* [Task goal]:
Locate each line of the rows below that contains the word "green" with the same capitalization, and copy every such line in full.

-=-=-=-=-

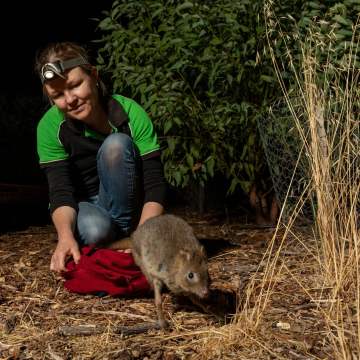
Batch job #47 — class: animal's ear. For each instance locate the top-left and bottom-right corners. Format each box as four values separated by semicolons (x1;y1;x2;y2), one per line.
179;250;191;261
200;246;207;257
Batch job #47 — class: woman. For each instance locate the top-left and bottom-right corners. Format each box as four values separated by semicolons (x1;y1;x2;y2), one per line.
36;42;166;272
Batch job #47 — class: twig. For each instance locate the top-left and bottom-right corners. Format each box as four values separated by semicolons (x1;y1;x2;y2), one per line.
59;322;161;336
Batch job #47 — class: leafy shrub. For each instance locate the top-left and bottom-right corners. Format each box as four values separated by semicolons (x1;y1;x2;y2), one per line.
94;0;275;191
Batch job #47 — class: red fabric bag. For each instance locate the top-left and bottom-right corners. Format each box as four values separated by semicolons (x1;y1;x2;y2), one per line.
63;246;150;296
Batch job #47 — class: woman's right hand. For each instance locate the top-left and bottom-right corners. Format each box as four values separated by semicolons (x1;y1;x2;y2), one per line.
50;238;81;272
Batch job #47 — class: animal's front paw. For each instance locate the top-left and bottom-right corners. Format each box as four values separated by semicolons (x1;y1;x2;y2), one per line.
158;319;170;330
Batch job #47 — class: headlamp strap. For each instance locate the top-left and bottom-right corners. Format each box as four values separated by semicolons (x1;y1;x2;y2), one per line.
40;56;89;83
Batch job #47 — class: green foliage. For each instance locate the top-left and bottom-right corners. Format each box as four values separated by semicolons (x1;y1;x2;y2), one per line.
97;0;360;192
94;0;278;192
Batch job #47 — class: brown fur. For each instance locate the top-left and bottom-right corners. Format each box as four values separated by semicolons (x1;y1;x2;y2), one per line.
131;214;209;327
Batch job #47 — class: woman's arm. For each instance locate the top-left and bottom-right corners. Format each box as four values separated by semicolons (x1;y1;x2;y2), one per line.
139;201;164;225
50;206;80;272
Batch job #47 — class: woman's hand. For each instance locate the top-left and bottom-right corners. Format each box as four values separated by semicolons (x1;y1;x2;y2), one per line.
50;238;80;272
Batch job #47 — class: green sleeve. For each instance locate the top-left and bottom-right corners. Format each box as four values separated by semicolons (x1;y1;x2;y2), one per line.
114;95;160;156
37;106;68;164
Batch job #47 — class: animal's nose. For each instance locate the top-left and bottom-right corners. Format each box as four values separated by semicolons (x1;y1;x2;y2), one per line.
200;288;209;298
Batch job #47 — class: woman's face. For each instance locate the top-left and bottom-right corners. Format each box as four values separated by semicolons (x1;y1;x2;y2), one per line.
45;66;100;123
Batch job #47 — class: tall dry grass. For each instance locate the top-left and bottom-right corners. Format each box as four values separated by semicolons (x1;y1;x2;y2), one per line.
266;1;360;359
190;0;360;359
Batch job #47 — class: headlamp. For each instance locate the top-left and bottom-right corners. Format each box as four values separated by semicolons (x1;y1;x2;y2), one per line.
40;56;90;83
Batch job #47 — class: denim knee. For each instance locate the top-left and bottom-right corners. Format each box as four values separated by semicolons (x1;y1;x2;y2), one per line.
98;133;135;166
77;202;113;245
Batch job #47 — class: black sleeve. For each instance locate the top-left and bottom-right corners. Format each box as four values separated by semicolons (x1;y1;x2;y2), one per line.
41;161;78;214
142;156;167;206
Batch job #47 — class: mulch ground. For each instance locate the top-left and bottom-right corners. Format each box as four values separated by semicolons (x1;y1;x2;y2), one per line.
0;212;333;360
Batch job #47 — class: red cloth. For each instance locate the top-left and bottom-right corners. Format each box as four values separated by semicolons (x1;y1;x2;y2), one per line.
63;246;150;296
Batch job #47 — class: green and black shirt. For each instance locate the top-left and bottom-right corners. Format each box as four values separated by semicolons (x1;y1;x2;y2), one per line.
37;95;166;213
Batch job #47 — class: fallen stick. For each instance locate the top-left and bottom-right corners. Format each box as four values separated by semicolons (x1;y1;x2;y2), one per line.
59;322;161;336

-=-=-=-=-

* [The output]:
Batch job #47 — class: green foliage. For each instance locate the top-left and bottom-right corners. Format each box as four values separated by semicolons (x1;y1;x2;y2), one per line.
Batch job #47 — class: green sleeve. For each instance locate the top-left and bottom-right corners. Format each box as four values separated by semicolons (x1;y1;x2;y2), one per line.
Batch job #47 — class: green and black shirt. For each instance locate the top-left and bottom-right corners. Format each box as four values separated by semicolons (x1;y1;x2;y2), one per line.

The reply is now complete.